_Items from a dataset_
= = =

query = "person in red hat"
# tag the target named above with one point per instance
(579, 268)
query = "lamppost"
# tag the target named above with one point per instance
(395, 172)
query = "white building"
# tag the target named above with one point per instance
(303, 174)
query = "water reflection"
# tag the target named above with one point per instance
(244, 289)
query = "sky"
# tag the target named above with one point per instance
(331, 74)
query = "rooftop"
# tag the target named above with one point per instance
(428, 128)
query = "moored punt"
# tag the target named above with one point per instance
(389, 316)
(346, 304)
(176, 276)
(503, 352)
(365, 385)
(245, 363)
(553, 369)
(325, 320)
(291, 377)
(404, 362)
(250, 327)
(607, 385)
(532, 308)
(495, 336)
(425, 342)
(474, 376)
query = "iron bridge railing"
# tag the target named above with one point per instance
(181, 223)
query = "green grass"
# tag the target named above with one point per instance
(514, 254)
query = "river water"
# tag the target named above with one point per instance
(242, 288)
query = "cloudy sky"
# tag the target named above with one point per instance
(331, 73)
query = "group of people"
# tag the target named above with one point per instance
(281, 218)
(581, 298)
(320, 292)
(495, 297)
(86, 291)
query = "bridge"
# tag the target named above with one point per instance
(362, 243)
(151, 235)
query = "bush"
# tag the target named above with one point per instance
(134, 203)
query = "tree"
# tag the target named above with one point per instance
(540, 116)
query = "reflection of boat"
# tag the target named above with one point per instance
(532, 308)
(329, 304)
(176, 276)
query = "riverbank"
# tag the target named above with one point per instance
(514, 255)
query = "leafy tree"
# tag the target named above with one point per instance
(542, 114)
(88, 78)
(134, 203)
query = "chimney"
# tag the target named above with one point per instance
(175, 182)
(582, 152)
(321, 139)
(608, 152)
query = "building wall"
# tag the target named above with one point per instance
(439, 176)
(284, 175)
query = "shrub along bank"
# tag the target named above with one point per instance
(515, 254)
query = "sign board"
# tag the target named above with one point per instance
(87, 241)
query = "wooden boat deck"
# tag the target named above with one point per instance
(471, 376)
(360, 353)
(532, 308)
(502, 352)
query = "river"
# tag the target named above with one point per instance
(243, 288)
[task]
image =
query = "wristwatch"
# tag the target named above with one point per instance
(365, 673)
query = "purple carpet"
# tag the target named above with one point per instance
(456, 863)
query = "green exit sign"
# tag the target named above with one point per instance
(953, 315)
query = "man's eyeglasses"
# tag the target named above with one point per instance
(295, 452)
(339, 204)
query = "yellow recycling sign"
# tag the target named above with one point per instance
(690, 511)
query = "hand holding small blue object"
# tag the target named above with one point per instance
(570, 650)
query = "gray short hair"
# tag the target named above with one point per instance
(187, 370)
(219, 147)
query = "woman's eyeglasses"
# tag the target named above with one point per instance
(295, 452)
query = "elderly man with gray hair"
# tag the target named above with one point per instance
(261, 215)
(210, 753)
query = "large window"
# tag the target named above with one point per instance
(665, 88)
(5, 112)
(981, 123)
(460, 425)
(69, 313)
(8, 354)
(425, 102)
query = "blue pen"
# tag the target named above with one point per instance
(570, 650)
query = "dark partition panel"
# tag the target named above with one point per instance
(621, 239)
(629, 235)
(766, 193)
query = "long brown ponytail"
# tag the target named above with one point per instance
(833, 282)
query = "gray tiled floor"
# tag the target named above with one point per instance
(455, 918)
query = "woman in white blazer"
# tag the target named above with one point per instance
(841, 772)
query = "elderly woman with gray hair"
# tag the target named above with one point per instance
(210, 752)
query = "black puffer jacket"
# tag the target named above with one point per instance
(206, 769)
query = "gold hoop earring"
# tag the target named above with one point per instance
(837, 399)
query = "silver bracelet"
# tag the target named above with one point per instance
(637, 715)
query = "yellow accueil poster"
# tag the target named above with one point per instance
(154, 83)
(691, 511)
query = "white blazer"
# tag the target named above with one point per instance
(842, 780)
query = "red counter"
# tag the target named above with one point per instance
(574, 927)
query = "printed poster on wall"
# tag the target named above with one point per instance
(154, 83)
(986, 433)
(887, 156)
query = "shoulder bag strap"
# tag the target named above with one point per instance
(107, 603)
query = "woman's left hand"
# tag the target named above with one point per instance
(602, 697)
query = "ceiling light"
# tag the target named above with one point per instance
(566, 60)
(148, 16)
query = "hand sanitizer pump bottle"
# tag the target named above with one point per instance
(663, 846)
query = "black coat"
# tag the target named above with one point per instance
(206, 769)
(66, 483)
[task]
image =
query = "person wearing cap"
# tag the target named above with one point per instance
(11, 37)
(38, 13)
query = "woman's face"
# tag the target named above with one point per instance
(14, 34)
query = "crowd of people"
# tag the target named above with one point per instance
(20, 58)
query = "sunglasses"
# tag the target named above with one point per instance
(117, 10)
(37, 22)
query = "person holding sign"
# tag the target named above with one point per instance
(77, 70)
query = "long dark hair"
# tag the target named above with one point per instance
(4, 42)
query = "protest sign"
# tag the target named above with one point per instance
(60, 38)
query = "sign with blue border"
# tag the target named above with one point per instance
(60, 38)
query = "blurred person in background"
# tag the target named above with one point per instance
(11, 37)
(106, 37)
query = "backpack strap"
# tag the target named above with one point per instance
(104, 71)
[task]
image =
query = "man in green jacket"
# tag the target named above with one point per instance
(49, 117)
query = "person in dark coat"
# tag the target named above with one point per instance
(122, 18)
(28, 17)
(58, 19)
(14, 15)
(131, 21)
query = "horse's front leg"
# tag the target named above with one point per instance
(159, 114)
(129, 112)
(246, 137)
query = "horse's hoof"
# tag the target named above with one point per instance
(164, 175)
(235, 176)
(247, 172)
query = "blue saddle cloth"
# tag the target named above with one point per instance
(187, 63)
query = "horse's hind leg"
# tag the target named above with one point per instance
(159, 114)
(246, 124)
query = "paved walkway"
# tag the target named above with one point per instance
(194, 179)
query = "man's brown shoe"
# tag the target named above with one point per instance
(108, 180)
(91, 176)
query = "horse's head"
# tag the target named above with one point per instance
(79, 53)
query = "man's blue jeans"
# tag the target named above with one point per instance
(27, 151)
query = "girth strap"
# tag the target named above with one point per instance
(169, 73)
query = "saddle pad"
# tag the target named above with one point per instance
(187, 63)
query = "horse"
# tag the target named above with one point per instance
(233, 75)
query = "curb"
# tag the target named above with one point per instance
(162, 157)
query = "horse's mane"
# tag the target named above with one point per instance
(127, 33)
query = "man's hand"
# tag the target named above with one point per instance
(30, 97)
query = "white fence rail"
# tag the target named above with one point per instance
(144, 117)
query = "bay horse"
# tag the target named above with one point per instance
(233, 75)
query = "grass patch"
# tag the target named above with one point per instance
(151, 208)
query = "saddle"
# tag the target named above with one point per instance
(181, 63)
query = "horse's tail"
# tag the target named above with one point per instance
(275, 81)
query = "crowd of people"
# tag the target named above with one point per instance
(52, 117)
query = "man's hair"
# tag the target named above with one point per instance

= = =

_To do_
Set all of the records down again, exactly as they stand.

_Result_
query = "person in red hat"
# tag the target named above with one point per instance
(579, 268)
query = "lamppost"
# tag the target named above with one point per instance
(395, 172)
query = "white building"
# tag the target named above with one point per instance
(303, 174)
query = "water reflection"
# tag the target named above with one point per instance
(244, 289)
query = "sky"
# tag the target named above with one point per instance
(331, 74)
query = "rooftop"
# tag the target named above with one point per instance
(428, 128)
query = "moored punt"
# tag the target named above with one point per instance
(389, 316)
(346, 304)
(176, 276)
(503, 352)
(365, 385)
(245, 363)
(553, 369)
(325, 320)
(291, 377)
(404, 362)
(250, 327)
(607, 385)
(532, 308)
(495, 336)
(425, 342)
(474, 376)
query = "iron bridge railing"
# tag the target named above with one point per instance
(181, 223)
query = "green grass"
# tag the target named above with one point per instance
(514, 254)
query = "river water"
# tag the target named above with one point per instance
(242, 288)
query = "cloudy sky"
# tag the target named above with one point per instance
(331, 73)
query = "group of people"
# tag the target named above with one point per instance
(281, 218)
(581, 298)
(320, 292)
(495, 297)
(86, 291)
query = "bridge"
# tag the target named above with one point per instance
(362, 243)
(151, 235)
query = "bush"
# tag the target named above with one point per instance
(134, 203)
query = "tree"
# tag the target named above with one point per instance
(540, 116)
query = "reflection of boat"
# tag the target named above with one point per instance
(532, 308)
(329, 304)
(176, 276)
query = "riverbank"
# tag the target named above with one point per instance
(514, 255)
query = "leafy tree"
# tag the target named above with one point per instance
(542, 114)
(88, 78)
(134, 203)
query = "chimney"
# tag the target named above with one point per instance
(175, 182)
(582, 152)
(321, 139)
(608, 152)
query = "building wall"
# tag the target named above with one point per instance
(439, 176)
(284, 175)
query = "shrub along bank"
# tag the target named above with one point per instance
(515, 254)
query = "sign board"
# tag the target named above with one point per instance
(87, 241)
query = "wooden boat deck"
# tag the target named above with one point per instance
(471, 376)
(360, 353)
(532, 308)
(502, 352)
query = "river"
# tag the target named above with one point per instance
(243, 288)
[task]
image =
query = "wristwatch"
# tag the target named above with one point per instance
(365, 673)
query = "purple carpet"
# tag the target named above with one point per instance
(456, 863)
query = "green exit sign"
# tag the target named above with one point per instance
(953, 315)
query = "man's eyeglasses"
# tag the target named above with one point per instance
(295, 452)
(339, 204)
query = "yellow recycling sign"
# tag the target named above with one point per instance
(690, 511)
query = "hand holding small blue object"
# tag the target named above with one point per instance
(570, 650)
query = "gray short hair"
# tag the target named above with one point per instance
(187, 370)
(219, 147)
query = "woman's eyeglasses"
# tag the target named above with one point per instance
(295, 452)
query = "elderly man with gray hair"
# tag the target named above with one point per instance
(261, 215)
(210, 753)
query = "large window"
# tag the target named above with one point per instance
(665, 88)
(5, 112)
(981, 123)
(460, 425)
(69, 313)
(8, 354)
(425, 102)
query = "blue pen"
# tag the target named above with one point per instance
(570, 650)
query = "dark partition panel"
# tag the target named above with one point per instance
(621, 239)
(629, 235)
(766, 193)
query = "long brown ponytail"
# tag the target named above with one point per instance
(833, 282)
query = "gray tiled floor"
# tag the target named above with one point per instance
(455, 918)
query = "woman in white blazer"
# tag the target named above with one point per instance
(841, 772)
query = "elderly woman with gray hair"
# tag the target named above with one point per instance
(210, 752)
query = "black puffer jacket"
# tag the target named above with one point per instance
(206, 769)
query = "gold hoop earring"
# tag the target named above with one point per instance
(837, 399)
query = "silver bracelet"
# tag the target named above with one point per instance
(637, 715)
query = "yellow accueil poster"
# tag the target named above with one point per instance
(154, 83)
(691, 511)
query = "white blazer"
# tag the target named above with one point per instance
(842, 780)
query = "red counter"
# tag the target named above with one point per instance
(574, 927)
query = "printed poster on wall"
# tag the target named above with one point per instance
(154, 83)
(986, 433)
(887, 156)
query = "shoulder bag strap"
# tag the target named above with one point per instance
(107, 603)
query = "woman's left hand"
# tag the target named above with one point per instance
(602, 697)
query = "ceiling light"
# tag the target named above with one point per instance
(566, 60)
(148, 16)
query = "hand sanitizer pump bottle"
# tag the target named above with one point per instance
(663, 846)
query = "black coat"
# tag the target named above with one point per instance
(206, 769)
(66, 483)
[task]
image =
query = "person wearing cap"
# tag the target named above with one point per instance
(11, 37)
(38, 13)
query = "woman's face"
# tag the target named above with one point per instance
(14, 34)
query = "crowd of people"
# tag the target named above with one point per instance
(20, 58)
query = "sunglasses"
# tag the target named above with one point per instance
(117, 10)
(37, 22)
query = "person holding sign"
# tag the target named above with one point per instance
(77, 70)
query = "long dark hair"
# tag the target named above with one point per instance
(4, 42)
query = "protest sign"
# tag the target named above with one point per instance
(60, 38)
query = "sign with blue border"
# tag the target named above with one point per instance
(60, 38)
query = "blurred person in background"
# tag the target named above with one point per instance
(11, 37)
(106, 37)
query = "backpack strap"
# tag the target named above with one point per instance
(104, 71)
[task]
image =
query = "man in green jacket"
# tag the target named above with one point per instance
(49, 117)
query = "person in dark coat"
# tag the target named above with one point per instance
(122, 18)
(28, 17)
(58, 19)
(14, 15)
(131, 21)
query = "horse's front leg"
# tag the target named above with one point per instance
(159, 114)
(129, 112)
(246, 137)
query = "horse's hoof"
# tag the target named above with one point per instance
(164, 175)
(235, 176)
(247, 172)
query = "blue saddle cloth"
# tag the target named above with one point per instance
(187, 63)
query = "horse's hind leg"
# tag the target named above with one point per instance
(159, 114)
(246, 124)
query = "paved walkway"
# tag the target named above with one point per instance
(194, 179)
query = "man's brown shoe"
# tag the target named above with one point per instance
(108, 180)
(91, 176)
query = "horse's head"
# tag the target named above with one point per instance
(79, 53)
query = "man's blue jeans"
# tag the target named above with one point per instance
(27, 151)
query = "girth strap"
# tag the target named above with one point per instance
(169, 73)
query = "saddle pad"
# tag the target named above with one point per instance
(187, 63)
query = "horse"
# tag the target named above with one point per instance
(233, 75)
query = "curb"
# tag the target named above with one point per instance
(162, 157)
query = "horse's mane"
# tag the target named above with one point per instance
(127, 33)
query = "man's hand"
# tag the target named above with one point per instance
(30, 97)
query = "white fence rail"
# tag the target named above with one point per instance
(144, 117)
query = "bay horse"
# tag the target named above with one point per instance
(233, 75)
query = "grass patch"
# tag the target named above with one point per instance
(151, 208)
query = "saddle"
# tag the target named above with one point per instance
(181, 63)
query = "horse's tail"
# tag the target named above with one point per instance
(275, 81)
query = "crowd of people"
# tag the target named above with one point per instance
(52, 117)
query = "man's hair"
# tag the target named above with one point per instance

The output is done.